[What to do] What you produce should be every line from the data that includes "building".

Stored items:

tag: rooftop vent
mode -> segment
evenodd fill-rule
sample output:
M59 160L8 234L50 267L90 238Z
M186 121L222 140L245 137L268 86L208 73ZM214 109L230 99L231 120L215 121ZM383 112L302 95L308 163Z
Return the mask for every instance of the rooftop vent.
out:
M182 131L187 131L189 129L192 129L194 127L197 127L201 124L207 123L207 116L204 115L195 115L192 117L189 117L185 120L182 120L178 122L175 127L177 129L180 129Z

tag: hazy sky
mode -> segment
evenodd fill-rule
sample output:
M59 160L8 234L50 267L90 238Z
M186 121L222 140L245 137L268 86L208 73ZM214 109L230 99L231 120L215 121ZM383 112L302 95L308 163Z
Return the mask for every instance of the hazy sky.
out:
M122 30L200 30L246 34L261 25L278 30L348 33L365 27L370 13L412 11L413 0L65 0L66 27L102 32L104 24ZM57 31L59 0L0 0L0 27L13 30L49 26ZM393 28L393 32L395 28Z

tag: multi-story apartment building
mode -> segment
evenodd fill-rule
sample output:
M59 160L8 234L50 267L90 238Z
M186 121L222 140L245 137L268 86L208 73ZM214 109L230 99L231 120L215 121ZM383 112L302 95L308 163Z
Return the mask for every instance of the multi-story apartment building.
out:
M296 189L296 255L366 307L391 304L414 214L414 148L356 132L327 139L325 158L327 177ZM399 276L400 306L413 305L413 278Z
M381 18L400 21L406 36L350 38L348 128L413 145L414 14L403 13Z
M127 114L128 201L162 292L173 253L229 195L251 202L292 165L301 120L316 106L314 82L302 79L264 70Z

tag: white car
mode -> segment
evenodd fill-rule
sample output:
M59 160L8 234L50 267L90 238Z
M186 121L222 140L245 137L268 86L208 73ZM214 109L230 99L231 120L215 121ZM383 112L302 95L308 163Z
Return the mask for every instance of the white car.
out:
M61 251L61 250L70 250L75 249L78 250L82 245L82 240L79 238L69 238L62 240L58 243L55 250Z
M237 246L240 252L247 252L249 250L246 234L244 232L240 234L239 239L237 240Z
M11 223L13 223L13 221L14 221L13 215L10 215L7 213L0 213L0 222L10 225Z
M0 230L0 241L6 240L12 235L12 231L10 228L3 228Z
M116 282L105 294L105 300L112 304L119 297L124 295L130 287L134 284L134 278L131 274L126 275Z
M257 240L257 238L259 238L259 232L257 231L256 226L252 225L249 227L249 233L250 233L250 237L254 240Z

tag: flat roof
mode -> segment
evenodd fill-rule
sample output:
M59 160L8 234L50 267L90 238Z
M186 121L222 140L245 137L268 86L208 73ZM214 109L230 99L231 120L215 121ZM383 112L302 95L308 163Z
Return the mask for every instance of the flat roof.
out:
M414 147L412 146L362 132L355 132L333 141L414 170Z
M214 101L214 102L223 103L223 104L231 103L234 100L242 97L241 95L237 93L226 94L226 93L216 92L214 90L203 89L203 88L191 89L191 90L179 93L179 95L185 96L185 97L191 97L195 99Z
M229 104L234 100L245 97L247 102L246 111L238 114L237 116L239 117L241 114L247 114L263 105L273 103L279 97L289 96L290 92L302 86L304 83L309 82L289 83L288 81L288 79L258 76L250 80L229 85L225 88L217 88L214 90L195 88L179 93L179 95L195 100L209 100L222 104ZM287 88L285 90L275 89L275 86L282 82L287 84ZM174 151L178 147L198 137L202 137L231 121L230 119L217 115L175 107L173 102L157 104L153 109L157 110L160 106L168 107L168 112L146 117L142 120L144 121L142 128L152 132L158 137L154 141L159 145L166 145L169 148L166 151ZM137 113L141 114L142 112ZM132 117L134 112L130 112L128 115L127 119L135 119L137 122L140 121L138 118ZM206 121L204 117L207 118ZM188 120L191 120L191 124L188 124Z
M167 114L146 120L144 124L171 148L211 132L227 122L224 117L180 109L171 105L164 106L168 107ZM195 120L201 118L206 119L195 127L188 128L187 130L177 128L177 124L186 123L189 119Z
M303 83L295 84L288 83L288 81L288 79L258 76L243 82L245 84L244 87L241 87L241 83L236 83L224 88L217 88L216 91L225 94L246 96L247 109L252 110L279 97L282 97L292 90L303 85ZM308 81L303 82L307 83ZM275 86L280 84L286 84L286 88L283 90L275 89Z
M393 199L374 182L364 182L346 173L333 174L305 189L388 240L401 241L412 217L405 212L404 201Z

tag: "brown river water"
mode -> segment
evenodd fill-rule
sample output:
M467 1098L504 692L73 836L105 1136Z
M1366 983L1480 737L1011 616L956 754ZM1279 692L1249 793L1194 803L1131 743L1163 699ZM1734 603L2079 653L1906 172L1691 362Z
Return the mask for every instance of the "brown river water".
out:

[Output of the task]
tag: multi-story apartment building
Return the mask for every instance of the multi-story apartment building.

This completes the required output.